* Your goal
Give back all of the data exactly. Leave nothing out.
Start of Records for the task
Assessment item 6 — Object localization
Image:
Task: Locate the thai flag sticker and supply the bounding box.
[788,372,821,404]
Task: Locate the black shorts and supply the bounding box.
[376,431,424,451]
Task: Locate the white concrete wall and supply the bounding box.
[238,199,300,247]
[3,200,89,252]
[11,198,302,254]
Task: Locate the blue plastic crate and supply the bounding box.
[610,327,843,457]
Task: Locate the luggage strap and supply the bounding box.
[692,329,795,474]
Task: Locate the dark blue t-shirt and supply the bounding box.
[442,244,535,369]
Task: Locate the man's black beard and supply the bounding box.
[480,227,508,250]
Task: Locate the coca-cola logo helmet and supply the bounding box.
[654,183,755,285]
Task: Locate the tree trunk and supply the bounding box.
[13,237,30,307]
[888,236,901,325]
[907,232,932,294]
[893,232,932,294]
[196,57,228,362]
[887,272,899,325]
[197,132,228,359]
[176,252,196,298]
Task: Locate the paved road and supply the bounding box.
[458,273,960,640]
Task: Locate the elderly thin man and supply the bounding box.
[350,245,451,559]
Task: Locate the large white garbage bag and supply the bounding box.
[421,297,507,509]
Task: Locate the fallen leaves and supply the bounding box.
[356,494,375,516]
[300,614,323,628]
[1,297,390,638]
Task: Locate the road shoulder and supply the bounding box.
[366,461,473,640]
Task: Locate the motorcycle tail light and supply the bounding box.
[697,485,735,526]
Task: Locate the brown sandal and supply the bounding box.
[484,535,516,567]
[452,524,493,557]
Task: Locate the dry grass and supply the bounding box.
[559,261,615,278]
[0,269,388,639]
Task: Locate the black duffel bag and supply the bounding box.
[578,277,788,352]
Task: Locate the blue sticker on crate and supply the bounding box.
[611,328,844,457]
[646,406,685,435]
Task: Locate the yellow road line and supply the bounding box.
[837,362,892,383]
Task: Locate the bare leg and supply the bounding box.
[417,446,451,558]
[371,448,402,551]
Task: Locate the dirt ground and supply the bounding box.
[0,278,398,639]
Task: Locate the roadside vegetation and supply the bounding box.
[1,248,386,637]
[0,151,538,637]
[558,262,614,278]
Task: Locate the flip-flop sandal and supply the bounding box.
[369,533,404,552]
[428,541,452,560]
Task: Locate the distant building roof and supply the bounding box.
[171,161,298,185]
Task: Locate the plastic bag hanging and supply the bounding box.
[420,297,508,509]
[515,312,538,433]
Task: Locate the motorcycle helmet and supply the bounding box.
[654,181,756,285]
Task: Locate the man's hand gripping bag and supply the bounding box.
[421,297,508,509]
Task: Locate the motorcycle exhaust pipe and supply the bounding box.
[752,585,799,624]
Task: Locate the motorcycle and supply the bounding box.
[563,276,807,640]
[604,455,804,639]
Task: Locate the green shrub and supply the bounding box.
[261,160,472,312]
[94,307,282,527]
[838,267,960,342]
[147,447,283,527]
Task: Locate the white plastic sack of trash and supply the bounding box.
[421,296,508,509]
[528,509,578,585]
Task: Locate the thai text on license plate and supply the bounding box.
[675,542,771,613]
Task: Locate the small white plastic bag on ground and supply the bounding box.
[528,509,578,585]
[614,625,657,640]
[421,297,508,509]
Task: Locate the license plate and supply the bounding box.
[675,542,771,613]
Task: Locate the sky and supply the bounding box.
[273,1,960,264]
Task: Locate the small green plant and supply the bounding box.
End of Records for the task
* Solution for this task
Assessment item 6 — Object localization
Image:
Task: Locate the thai flag sticker and supply the bounding box.
[788,372,821,404]
Task: Locate the black shorts and supply the bounding box.
[376,431,424,451]
Task: Locate the white concrete wall and supply the bounding box.
[238,199,300,247]
[3,200,89,252]
[11,198,302,254]
Task: Locate the blue plastic crate and supply the bounding box.
[610,327,843,457]
Task: Locate the luggage strap and supply the bounding box.
[692,329,795,474]
Task: Locate the dark blue t-shirt and supply the bounding box.
[442,244,535,369]
Task: Locate the man's black beard and supply the bounding box.
[480,227,508,250]
Task: Locate the coca-cola logo helmet and supply the bounding box.
[654,183,755,285]
Task: Locate the tree trunk and supply the bounding box.
[13,237,30,307]
[888,236,901,325]
[907,232,932,294]
[893,232,932,294]
[196,57,228,362]
[887,272,899,325]
[197,132,228,359]
[176,252,196,298]
Task: Locate the paved road and supply the bounding box.
[458,273,960,640]
Task: Locate the elderly thin man and supply the bounding box.
[350,245,451,559]
Task: Locate the large white garbage bag and supply the bounding box.
[421,297,507,509]
Task: Locate the fallen leaves and supply the bounding box.
[356,494,375,516]
[300,614,323,628]
[1,297,390,638]
Task: Locate the road shoulder and supply the bounding box.
[366,461,473,640]
Task: Locate the motorcycle tail light and supply the bounding box.
[697,485,735,526]
Task: Locate the brown sandal and supply the bounding box.
[484,535,516,567]
[452,524,493,557]
Task: Locate the dry grass and supply the bounding box.
[559,261,615,278]
[0,269,388,639]
Task: Locate the black duffel bag and supply the bounding box.
[578,277,788,352]
Task: Locate the blue sticker on crate and supply the bounding box.
[611,328,844,457]
[646,406,685,435]
Task: Locate the yellow road line and supply the bounding box.
[837,362,892,383]
Task: Locate the bare leg and supply the bounding box.
[417,446,451,558]
[371,448,402,551]
Task: Locate the dirt ground and supply the bounding box.
[0,278,398,639]
Task: Locate the roadside vegetation and supply the bounding box.
[1,248,386,637]
[0,151,538,637]
[558,262,614,278]
Task: Locate the flip-flop sandal and supply the bounding box.
[369,533,404,552]
[428,541,452,560]
Task: Locate the distant building roof and supply the bounding box.
[171,161,298,185]
Task: Locate the plastic bag hanging and supply the bounding box.
[420,297,508,509]
[515,312,538,433]
Task: Locate the motorcycle helmet and supply the bounding box.
[654,181,756,285]
Task: Locate the man's hand gripping bag and supply the bounding box.
[421,297,508,509]
Task: Locate the motorcycle exhaust pipe and supply the bounding box.
[752,585,799,624]
Task: Locate the motorcycle and supply the bounding box.
[563,276,807,640]
[604,455,804,639]
Task: Locate the green shrub and supply the bounding box.
[261,160,472,312]
[94,307,282,527]
[838,267,960,342]
[147,447,283,527]
Task: Locate the white plastic sack of trash and supply the bounding box.
[421,296,508,509]
[528,509,578,585]
Task: Locate the thai text on license plate and supply the bounding box.
[675,542,771,613]
Task: Locate the small white plastic bag on ground and supply the bounding box.
[528,509,578,585]
[614,625,657,640]
[421,297,508,509]
Task: Locate the license plate and supply the bounding box.
[675,542,771,613]
Task: Locate the sky and supply the bounding box.
[273,1,960,264]
Task: Locate the small green plant and supply the bounding box.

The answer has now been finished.